### [Exercise task]
Pick out and copy every line of the entries below that contains the string "sand". Case counts.

### [Extracted data]
····················

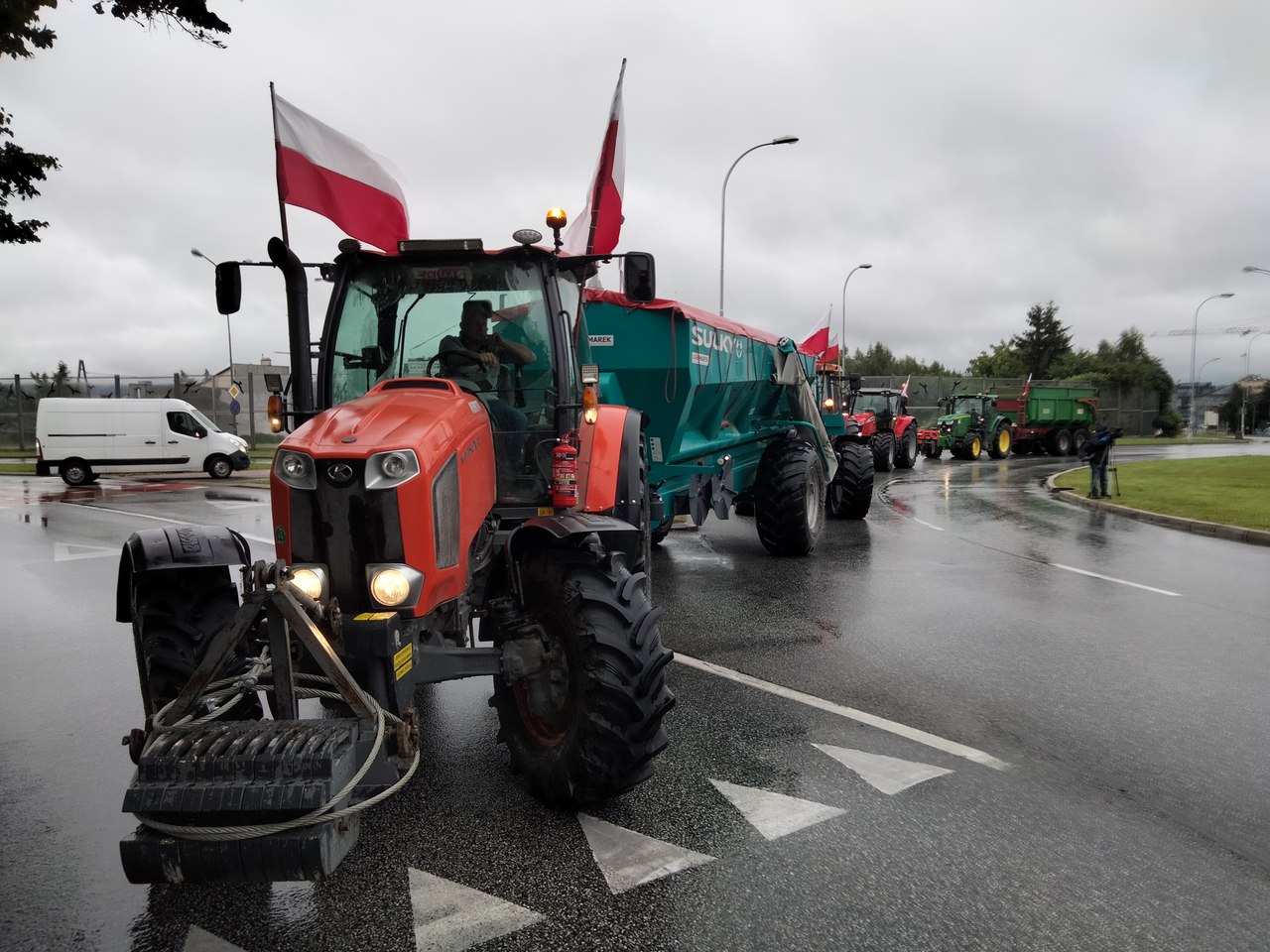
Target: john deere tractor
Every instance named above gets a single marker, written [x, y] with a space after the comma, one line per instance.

····················

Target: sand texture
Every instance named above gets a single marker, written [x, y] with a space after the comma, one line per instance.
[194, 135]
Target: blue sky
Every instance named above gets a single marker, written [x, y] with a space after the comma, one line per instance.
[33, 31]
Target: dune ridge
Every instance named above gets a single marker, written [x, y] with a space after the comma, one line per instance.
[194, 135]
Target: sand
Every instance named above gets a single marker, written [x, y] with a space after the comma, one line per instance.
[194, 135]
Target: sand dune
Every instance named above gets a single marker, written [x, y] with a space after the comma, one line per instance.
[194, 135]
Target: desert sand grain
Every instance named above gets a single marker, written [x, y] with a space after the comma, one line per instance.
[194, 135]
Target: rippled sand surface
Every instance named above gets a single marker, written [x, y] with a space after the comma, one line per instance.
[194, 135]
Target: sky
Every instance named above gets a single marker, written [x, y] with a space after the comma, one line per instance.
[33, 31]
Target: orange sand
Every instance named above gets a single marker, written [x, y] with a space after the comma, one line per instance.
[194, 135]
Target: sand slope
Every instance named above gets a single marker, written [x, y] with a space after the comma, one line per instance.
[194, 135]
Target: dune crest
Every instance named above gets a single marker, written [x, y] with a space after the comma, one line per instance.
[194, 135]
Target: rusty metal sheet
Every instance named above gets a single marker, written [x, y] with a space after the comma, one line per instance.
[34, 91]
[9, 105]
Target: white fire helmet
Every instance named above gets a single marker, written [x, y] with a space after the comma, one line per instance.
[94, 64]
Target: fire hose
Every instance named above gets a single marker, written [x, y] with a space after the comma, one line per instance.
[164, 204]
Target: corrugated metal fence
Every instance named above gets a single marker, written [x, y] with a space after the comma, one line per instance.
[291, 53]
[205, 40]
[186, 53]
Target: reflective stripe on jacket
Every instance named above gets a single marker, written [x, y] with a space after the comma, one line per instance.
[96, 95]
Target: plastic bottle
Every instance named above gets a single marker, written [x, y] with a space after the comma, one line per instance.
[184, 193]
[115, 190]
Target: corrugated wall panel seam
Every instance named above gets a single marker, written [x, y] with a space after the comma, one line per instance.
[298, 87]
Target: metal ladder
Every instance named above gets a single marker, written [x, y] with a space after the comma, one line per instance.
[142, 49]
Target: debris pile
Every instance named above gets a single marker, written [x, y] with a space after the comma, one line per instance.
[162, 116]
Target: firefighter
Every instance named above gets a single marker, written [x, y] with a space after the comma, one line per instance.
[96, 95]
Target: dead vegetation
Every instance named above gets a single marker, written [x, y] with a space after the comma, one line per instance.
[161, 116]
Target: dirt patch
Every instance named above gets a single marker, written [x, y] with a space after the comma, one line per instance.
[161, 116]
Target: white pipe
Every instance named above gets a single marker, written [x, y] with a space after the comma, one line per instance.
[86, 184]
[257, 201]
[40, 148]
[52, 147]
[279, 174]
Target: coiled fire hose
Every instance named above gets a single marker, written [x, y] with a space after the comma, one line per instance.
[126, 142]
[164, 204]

····················

### [The output]
Target: sand texture
Target: sand
Target: sand dune
Target: desert sand grain
Target: rippled sand surface
Target: orange sand
Target: sand slope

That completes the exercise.